▶

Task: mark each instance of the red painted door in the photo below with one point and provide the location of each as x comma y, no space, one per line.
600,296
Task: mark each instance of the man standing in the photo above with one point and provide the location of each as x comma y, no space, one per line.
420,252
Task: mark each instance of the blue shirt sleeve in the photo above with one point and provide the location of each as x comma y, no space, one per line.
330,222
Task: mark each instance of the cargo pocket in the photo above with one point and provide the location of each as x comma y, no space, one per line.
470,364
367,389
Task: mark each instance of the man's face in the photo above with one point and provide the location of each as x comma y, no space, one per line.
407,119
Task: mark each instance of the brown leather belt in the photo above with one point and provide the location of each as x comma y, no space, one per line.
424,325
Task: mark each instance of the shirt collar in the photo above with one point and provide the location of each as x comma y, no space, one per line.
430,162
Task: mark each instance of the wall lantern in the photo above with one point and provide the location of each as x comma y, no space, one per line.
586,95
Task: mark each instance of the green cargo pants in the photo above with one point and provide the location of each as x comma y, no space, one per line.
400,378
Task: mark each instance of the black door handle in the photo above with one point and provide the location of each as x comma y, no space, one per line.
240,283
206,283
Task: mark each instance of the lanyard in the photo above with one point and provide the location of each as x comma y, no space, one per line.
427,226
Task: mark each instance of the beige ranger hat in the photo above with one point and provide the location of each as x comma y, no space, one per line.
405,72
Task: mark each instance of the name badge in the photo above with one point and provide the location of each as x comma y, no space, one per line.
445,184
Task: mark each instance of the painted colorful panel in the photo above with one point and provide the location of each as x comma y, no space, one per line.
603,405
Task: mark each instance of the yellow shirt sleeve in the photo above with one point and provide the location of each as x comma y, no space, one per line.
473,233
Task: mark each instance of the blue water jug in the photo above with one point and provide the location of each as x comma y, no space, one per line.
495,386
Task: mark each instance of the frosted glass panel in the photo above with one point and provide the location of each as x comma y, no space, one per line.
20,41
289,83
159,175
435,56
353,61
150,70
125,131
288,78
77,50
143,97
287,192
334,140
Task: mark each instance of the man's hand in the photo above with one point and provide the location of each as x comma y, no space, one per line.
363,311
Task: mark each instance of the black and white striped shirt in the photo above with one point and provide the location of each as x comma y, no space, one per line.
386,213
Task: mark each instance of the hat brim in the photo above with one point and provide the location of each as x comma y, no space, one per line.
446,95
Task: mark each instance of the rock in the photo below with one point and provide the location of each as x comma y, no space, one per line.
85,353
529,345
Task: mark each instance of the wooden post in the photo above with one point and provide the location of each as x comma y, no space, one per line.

◀

Exercise task: Please reproduce every one of the lines above word for word, with nothing added or left out.

Final answer:
Task: mark each instance of the red painted door in the photo below with one point and provide the location of each as x comma y, no space, one per line.
600,296
Task: mark each instance of the man standing in the photo above with one point and provide the location of each as x comma y, no space, one per line.
420,252
Task: mark each instance of the blue shirt sleeve in the photo above with one point and provide the location of each as x comma y, no space, one per line.
330,222
Task: mark each instance of the cargo pocket in the photo above with one point and provide the location of each as x comma y, no space, one per line.
470,364
367,389
Task: mark each instance of the man's face in the photo above with one point and provide the location of each as x comma y, no space, one per line.
407,119
Task: mark each instance of the brown leather belt in the photo above with one point and provide the location of each as x comma y, no space, one per line.
424,325
Task: mark each instance of the shirt collar in the photo above with one point and provide the location of each as x comma y, no space, one per line.
430,162
Task: mark each instance of the wall lantern in the photo above with one point and provide the location of each as x comma y, no space, one per line.
586,95
Task: mark each instance of the green cargo pants in the photo above with one point and provide the location of each as x comma y, no space, one per line.
400,378
Task: mark each instance of the black door handle in the photo above with one point and provide the location of each as x comma y, no space, one per line.
240,283
206,283
Task: mark each instance of the lanyard in the photo above with one point and provide the location of each as x comma y, no space, one per line.
427,226
Task: mark each instance of the beige ranger hat in the photo above with one point and provide the location of each as x comma y, no space, one per line.
405,72
Task: mark each instance of the name badge in the photo above with one point and provide the location of each as x comma y, no space, one per line.
445,184
Task: mark each instance of the painted colorful panel in the photo above with one point and provide the location of each as x comma y, no space, one per line.
603,405
Task: mark each instance of the yellow shirt sleeve in the photo above with one point and provide the location of each as x comma y, no space, one per line.
473,233
Task: mark each instance of the blue water jug in the photo above with one point and provide the location of each as x comma y, no space, one per line.
495,386
Task: mark each instance of the frosted glass panel in the photo above with one point and provide the location of each as x comma y, no space, one per line.
20,41
289,83
159,175
435,56
353,61
150,70
125,131
288,78
77,50
143,97
287,192
334,140
Task: mark each instance of the man's hand in the photo above with one point and provide the location of each as x comma y, no space, one per line.
363,311
Task: mark each instance of the black and white striped shirt in the photo above with one point and provide the location of each as x comma y, no space, one per line.
386,213
Task: mark each instance of the hat brim in the photo above with one point and provide the location of each as x comma y, no space, one per line.
446,95
Task: mark each instance of the rock in the photo below with one point and provide the location of each as x comma y, no space, one per line.
85,353
529,345
Task: mark each instance of the wooden post in the photo above with one point and provide the location of each as x comma y, no space, one per line.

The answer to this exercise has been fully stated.